PROBLEMS TO WORK ON:
• a. In the passage on chemical emergencies, what two things determine the level of exposure?
• b. Check each statement against the passage on chemical emergencies. For each one, answer yes or no and quote the words from the passage that decide it.
(i) Toxicity is a property of the chemical substance itself.
(ii) Every hazardous substance warns of its presence by its smell.
(iii) People can be exposed to hazardous chemicals by swallowing them.
• c. Extend the passage on chemical emergencies, starting after its final sentence.

READING PASSAGE:

5. What could be consequences of Chemical Emergency?

The environment may be affected: chemicals can pollute the air we breathe, the water we drink and the food we eat; they can also affect forests and lakes, destroying wildlife and degrading ecosystems. 

Human exposure may occur directly through skin or eye contact, inhalation or ingestion of hazardous chemicals.

The harmful effects of chemical substances depend on the toxicity of the chemical and exposure to it. Toxicity is a property of the chemical substance, while exposure depends on the way the chemical is used. The level of exposure depends on the concentration of the hazardous chemical and the period of contact time. Many substances do not give any warning by odour, even though they may be present at dangerous concentrations in the air.

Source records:
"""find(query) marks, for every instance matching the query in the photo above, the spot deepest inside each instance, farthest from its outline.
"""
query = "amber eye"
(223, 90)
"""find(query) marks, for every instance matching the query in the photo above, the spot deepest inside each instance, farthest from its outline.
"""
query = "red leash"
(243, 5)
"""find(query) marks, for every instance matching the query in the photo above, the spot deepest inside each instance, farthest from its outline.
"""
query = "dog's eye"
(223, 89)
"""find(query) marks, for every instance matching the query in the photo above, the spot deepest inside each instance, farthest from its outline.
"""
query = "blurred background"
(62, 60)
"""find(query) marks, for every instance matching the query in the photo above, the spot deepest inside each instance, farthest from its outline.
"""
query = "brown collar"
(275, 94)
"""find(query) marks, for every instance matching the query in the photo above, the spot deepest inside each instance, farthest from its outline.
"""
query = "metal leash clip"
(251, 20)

---

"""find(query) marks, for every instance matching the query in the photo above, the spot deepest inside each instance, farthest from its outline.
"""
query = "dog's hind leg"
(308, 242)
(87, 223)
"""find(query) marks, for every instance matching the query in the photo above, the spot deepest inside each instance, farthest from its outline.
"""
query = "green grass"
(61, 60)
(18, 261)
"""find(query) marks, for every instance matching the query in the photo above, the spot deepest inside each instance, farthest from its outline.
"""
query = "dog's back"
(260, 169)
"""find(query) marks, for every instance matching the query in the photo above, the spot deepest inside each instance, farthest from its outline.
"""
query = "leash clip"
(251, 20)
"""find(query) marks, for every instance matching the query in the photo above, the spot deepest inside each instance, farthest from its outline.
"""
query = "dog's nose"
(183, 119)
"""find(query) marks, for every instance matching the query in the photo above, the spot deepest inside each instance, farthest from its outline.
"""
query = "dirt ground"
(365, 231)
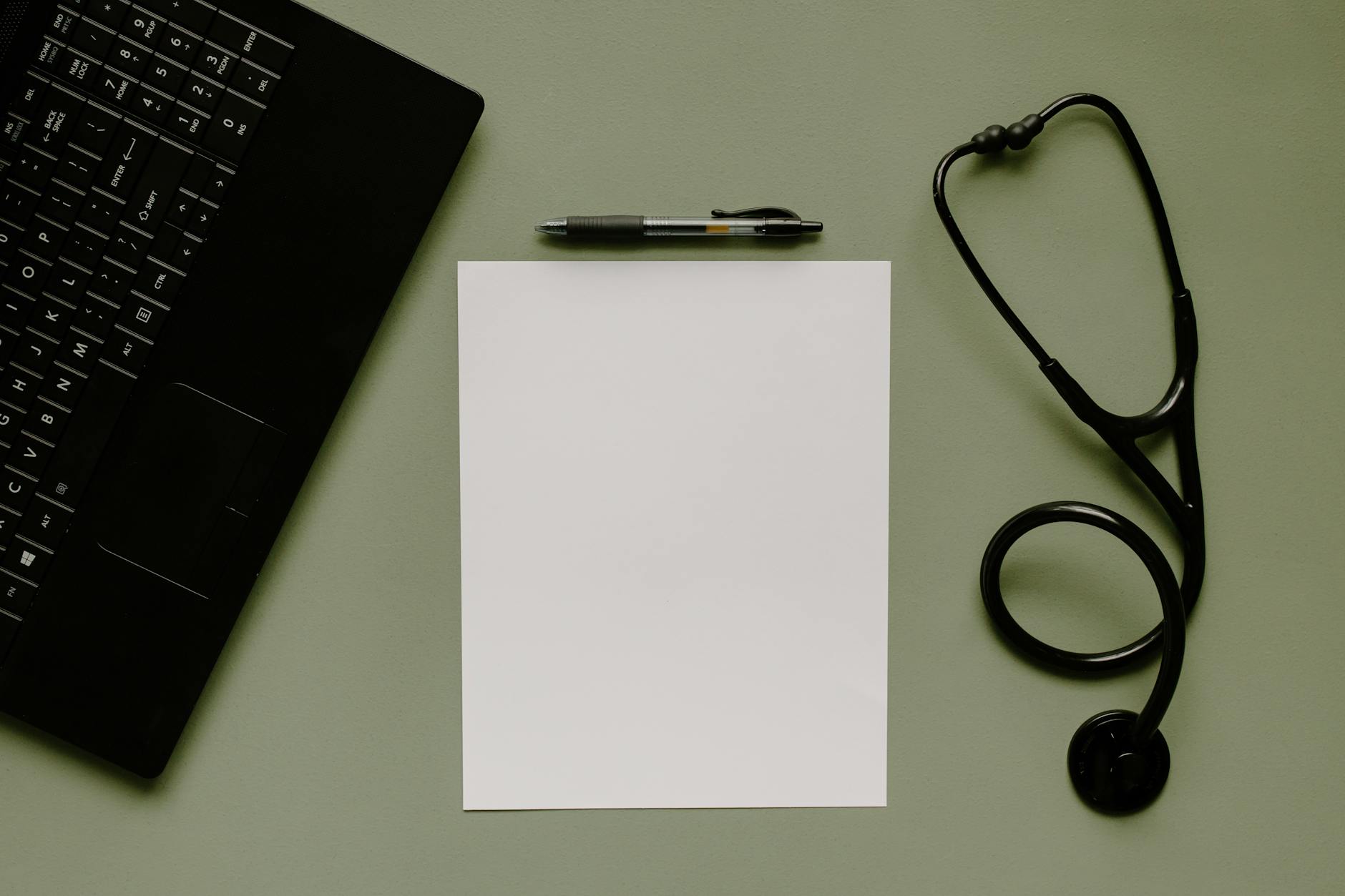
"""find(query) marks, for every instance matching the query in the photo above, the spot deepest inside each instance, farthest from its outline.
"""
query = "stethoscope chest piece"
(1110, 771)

RESULTS OF THE EXERCISE:
• a. The concentration of the hazardous chemical and the period of contact time.

• b.
(i) Yes: "Toxicity is a property of the chemical substance"
(ii) No: "Many substances do not give any warning by odour, even though they may be present at dangerous concentrations in the air."
(iii) Yes: "Human exposure may occur directly through skin or eye contact, inhalation or ingestion of hazardous chemicals."

• c.
The effects of chemicals on humans may be acute: after brief exposure an immediate effect may be experienced. Chronic effects usually require repeated exposure and involve a delay between the first exposure and the appearance of adverse health effects. A substance may have both acute and chronic effects. Both acute and chronic conditions can result in permanent injury. Exposure to solvents may cause contact dermatitis, headache or nausea and these effects could be both acute and temporary.

Consequences of chemical accidents are not limited to direct human exposure, death or injury but also include environmental contamination requiring decontamination and recovery. In the case of severe accidents (like Bhopal in 1984, Enschede in 2000 or Toulouse in 2001) with thousands of victims, there are also psychological, economic and social consequences to be taken into account.